● Task objective
Copy all records verbatim.

──────

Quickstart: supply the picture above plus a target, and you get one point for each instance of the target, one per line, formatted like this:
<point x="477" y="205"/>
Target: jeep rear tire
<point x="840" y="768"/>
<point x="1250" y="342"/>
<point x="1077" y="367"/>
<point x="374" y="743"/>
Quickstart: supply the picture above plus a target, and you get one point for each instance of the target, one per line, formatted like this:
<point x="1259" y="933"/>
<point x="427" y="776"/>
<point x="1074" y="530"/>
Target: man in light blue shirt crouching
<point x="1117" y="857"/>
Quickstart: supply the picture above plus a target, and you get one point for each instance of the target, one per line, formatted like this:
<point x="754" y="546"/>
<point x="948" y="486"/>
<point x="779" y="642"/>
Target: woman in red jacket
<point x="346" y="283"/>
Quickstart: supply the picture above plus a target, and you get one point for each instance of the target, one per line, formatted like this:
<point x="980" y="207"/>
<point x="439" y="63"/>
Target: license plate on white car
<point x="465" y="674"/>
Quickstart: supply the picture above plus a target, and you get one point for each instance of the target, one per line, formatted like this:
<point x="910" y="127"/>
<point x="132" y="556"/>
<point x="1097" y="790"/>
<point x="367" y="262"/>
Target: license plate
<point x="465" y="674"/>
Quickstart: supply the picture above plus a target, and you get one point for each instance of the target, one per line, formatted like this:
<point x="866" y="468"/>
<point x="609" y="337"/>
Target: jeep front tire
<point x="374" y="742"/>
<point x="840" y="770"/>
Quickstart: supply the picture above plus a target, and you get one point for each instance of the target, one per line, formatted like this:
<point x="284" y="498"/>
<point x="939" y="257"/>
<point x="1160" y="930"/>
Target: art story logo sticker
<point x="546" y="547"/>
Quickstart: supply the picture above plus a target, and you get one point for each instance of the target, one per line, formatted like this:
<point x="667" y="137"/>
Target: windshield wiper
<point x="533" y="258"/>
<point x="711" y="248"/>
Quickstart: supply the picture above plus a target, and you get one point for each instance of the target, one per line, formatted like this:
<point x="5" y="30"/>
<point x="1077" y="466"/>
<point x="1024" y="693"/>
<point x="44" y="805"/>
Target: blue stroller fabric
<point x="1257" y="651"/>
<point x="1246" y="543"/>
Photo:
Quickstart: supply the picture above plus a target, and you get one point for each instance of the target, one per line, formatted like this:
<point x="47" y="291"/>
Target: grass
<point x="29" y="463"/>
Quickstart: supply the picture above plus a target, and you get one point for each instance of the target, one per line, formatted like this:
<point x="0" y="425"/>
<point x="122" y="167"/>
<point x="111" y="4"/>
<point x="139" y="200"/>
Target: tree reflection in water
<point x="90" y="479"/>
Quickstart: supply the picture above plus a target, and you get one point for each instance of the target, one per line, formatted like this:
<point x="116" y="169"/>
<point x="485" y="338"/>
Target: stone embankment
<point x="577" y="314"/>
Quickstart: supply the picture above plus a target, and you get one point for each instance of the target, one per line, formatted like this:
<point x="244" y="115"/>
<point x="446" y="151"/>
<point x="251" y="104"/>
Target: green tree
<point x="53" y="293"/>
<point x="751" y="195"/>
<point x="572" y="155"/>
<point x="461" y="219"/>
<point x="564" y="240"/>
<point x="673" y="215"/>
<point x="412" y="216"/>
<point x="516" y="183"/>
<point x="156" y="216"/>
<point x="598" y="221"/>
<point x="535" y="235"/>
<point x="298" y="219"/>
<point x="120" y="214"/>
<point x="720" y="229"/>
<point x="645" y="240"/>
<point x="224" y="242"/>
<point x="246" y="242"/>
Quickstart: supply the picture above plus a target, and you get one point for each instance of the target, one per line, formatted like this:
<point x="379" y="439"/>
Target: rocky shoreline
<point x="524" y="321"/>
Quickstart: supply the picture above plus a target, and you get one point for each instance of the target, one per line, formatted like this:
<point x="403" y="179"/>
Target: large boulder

──────

● The answer
Quickstart: supply the picture above plus a target, and you get one point for each instance of the target, one per line, formatted like this:
<point x="477" y="205"/>
Target: jeep rear tire
<point x="840" y="768"/>
<point x="1250" y="342"/>
<point x="1077" y="367"/>
<point x="374" y="743"/>
Quickstart: supply the picture above plus a target, and you get one point for each instance of the target, one per line, formatted like this:
<point x="1259" y="933"/>
<point x="427" y="776"/>
<point x="1074" y="530"/>
Target: man in light blue shirt crouching
<point x="1117" y="857"/>
Quickstart: supply the picture above plus a target, and you get one point for each instance of the target, one per line, formatted like this:
<point x="754" y="546"/>
<point x="948" y="486"/>
<point x="779" y="642"/>
Target: woman in red jacket
<point x="346" y="283"/>
Quickstart: supply the picture above plus a target, and you get one point for each instance of the target, one per line, formatted like this:
<point x="980" y="207"/>
<point x="439" y="63"/>
Target: license plate on white car
<point x="465" y="674"/>
Quickstart: supply the picture above plus a target, and you get one point for each instance of the target, one per line, formatted like this:
<point x="910" y="127"/>
<point x="132" y="556"/>
<point x="1097" y="790"/>
<point x="367" y="262"/>
Target: license plate
<point x="465" y="674"/>
Quickstart: supply the picture above plus a target, and you get one point for each instance of the target, one per line, formatted like this:
<point x="866" y="468"/>
<point x="609" y="337"/>
Target: jeep front tire
<point x="374" y="742"/>
<point x="840" y="770"/>
Quickstart: supply the picture above plus a target, and you get one point for each instance of the target, one per line, formatted like this:
<point x="284" y="498"/>
<point x="939" y="257"/>
<point x="1160" y="930"/>
Target: art story logo sticker
<point x="546" y="547"/>
Quickstart: supply the picture above plus a target, and you get one point for each instance of the target, one per line, formatted like this:
<point x="667" y="137"/>
Target: windshield wiper
<point x="533" y="258"/>
<point x="711" y="248"/>
Quickstart: supply the picture above plus a target, and you get one point for each instance of the target, one per line, formatted like this:
<point x="5" y="30"/>
<point x="1077" y="466"/>
<point x="1024" y="693"/>
<point x="44" y="805"/>
Target: blue stroller fabric
<point x="1257" y="651"/>
<point x="1246" y="543"/>
Photo:
Quickstart: supply the picture above plus a target, and you get one point for each instance of the target, one per line, formatted like this:
<point x="47" y="291"/>
Target: grass
<point x="29" y="463"/>
Quickstart: supply the picture above plus a target, and you get one point for each instance of the target, one per line, formatted like this:
<point x="0" y="425"/>
<point x="122" y="167"/>
<point x="111" y="4"/>
<point x="139" y="200"/>
Target: tree reflection in water
<point x="90" y="479"/>
Quickstart: supply the picture above plus a target, and you get one point for each instance of the target, one per line, formatted like this:
<point x="116" y="169"/>
<point x="485" y="338"/>
Target: stone embankment
<point x="577" y="314"/>
Quickstart: supply the picture above plus a target, and you get one point for each instance of the target, one per line, formatted like this:
<point x="244" y="115"/>
<point x="446" y="151"/>
<point x="251" y="104"/>
Target: green tree
<point x="53" y="293"/>
<point x="751" y="195"/>
<point x="572" y="155"/>
<point x="461" y="219"/>
<point x="564" y="240"/>
<point x="673" y="215"/>
<point x="412" y="216"/>
<point x="516" y="183"/>
<point x="156" y="216"/>
<point x="598" y="221"/>
<point x="535" y="235"/>
<point x="298" y="219"/>
<point x="120" y="214"/>
<point x="720" y="229"/>
<point x="645" y="240"/>
<point x="224" y="242"/>
<point x="246" y="242"/>
Quickstart: supply the picture above plus a target, and you get one point for each instance of the target, one per line, formatted like this:
<point x="379" y="439"/>
Target: rocky shoreline
<point x="524" y="321"/>
Quickstart: supply the picture above plus a target, and you get one point for each instance of the target, one per line, formatted like this:
<point x="403" y="179"/>
Target: large boulder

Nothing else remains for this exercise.